##### DATA FOR THE TASK #####

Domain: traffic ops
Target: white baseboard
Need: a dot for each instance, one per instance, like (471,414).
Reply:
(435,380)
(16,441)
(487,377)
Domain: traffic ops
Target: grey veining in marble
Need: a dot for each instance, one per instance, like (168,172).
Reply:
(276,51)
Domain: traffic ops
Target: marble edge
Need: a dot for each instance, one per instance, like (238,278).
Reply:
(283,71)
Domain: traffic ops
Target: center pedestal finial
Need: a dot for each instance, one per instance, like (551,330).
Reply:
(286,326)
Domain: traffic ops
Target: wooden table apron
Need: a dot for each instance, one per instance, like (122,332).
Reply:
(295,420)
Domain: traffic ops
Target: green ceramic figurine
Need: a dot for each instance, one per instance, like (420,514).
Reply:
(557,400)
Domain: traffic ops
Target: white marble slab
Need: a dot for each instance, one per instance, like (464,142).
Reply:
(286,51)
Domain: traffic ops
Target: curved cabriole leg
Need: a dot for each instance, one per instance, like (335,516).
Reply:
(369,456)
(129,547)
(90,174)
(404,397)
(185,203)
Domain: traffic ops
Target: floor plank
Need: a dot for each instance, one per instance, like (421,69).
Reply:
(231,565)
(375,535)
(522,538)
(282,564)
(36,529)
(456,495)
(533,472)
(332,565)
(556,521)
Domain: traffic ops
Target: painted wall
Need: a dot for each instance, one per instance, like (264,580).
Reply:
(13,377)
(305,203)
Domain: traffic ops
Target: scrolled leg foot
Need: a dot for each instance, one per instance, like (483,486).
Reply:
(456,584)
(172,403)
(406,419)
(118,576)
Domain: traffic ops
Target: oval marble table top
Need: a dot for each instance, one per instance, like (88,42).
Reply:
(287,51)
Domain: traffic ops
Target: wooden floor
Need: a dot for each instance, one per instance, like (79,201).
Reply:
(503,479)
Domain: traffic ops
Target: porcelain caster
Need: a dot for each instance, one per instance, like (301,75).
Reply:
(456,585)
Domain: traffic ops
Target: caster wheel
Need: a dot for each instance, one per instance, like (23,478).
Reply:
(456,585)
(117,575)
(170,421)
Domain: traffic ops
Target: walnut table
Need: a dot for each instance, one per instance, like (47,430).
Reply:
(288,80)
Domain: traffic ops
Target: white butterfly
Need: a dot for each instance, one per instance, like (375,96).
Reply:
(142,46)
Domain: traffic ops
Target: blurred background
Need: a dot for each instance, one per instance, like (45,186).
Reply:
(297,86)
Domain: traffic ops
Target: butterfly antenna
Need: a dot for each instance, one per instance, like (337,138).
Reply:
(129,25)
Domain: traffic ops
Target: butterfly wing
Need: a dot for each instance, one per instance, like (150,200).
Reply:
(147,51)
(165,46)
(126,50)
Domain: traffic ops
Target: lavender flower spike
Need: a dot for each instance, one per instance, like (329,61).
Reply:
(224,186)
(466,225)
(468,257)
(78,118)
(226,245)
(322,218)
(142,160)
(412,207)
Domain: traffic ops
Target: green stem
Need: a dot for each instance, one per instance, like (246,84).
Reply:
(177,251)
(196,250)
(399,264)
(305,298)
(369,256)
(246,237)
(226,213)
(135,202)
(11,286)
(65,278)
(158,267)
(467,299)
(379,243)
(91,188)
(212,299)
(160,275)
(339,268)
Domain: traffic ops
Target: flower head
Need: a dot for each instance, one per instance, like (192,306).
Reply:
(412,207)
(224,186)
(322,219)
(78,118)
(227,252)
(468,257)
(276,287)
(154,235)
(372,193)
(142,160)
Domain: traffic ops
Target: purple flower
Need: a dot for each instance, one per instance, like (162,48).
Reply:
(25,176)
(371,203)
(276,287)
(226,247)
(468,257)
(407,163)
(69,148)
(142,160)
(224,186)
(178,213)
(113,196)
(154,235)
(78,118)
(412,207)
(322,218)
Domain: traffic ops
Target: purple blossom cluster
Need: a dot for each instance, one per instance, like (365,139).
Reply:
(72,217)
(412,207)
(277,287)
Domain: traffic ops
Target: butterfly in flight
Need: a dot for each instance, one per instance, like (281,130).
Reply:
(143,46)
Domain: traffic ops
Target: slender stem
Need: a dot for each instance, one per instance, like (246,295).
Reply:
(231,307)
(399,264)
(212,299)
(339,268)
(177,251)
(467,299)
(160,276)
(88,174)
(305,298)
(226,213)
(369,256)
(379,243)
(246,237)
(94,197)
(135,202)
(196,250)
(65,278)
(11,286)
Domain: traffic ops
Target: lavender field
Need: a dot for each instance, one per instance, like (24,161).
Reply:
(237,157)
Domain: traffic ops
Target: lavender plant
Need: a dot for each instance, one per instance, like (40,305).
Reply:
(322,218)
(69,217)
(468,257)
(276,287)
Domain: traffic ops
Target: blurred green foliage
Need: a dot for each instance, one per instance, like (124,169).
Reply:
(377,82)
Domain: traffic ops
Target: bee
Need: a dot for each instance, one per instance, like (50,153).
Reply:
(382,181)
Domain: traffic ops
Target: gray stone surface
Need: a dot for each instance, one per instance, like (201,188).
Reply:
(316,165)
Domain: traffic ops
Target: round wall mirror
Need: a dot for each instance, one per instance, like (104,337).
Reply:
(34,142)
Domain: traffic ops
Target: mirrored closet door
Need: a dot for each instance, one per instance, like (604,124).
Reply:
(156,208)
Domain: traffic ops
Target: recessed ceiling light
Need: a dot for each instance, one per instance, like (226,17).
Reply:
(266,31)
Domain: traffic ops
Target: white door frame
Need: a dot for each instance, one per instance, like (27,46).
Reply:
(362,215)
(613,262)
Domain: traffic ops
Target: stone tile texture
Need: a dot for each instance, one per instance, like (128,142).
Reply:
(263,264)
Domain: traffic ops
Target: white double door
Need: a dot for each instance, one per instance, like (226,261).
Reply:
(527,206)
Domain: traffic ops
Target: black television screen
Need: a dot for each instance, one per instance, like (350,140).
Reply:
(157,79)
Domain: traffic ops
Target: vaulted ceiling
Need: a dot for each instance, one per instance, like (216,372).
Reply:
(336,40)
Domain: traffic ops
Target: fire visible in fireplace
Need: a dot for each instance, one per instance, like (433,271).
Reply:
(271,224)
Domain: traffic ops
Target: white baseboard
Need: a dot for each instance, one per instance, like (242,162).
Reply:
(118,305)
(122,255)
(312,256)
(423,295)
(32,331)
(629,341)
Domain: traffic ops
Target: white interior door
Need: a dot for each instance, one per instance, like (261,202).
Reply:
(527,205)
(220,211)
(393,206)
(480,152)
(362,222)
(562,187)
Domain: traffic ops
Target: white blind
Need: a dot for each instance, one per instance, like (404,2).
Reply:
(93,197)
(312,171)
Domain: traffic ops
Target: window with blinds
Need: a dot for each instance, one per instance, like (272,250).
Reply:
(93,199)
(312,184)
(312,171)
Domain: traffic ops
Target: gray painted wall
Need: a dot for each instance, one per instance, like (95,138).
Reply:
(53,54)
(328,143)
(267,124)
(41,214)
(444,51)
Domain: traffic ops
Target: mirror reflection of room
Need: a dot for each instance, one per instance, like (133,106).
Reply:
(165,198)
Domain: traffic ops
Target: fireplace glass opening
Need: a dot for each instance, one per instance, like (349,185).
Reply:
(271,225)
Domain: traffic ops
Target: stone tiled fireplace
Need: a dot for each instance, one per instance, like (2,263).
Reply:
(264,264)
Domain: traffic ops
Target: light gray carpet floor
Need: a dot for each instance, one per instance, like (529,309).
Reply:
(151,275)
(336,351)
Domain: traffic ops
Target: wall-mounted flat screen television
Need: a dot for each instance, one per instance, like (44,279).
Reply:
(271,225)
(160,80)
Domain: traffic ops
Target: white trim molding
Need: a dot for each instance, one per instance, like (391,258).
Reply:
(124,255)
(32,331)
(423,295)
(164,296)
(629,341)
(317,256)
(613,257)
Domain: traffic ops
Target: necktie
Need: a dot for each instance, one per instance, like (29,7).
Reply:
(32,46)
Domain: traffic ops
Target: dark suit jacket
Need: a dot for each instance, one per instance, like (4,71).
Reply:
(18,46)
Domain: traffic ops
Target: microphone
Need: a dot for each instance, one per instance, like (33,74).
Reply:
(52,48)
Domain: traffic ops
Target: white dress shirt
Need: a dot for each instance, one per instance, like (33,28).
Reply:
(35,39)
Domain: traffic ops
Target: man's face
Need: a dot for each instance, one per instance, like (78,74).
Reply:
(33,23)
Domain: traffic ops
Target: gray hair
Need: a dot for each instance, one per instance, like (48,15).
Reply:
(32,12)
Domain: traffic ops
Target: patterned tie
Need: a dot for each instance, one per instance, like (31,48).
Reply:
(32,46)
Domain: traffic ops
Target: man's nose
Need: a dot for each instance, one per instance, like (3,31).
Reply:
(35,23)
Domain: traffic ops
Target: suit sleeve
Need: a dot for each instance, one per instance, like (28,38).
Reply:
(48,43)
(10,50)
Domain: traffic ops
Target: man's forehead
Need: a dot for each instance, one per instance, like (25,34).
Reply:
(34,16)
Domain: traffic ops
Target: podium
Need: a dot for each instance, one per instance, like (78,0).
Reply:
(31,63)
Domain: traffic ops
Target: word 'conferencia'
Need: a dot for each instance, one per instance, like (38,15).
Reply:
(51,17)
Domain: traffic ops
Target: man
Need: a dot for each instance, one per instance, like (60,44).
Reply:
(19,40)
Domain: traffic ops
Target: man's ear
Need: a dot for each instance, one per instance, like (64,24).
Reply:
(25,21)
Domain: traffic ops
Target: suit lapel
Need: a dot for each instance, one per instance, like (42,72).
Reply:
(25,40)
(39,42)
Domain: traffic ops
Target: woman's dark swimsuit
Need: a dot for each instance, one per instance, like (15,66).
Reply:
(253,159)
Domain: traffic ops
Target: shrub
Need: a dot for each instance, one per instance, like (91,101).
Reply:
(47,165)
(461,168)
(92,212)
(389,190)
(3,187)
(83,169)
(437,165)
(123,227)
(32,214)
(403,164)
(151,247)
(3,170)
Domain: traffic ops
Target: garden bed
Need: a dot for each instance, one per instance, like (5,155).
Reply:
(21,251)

#####

ACTION ITEM.
"screen" is the string to look for; please copy every line of the records above where it appears.

YOUR RESPONSE.
Target: black television screen
Target: wall-mounted flat screen television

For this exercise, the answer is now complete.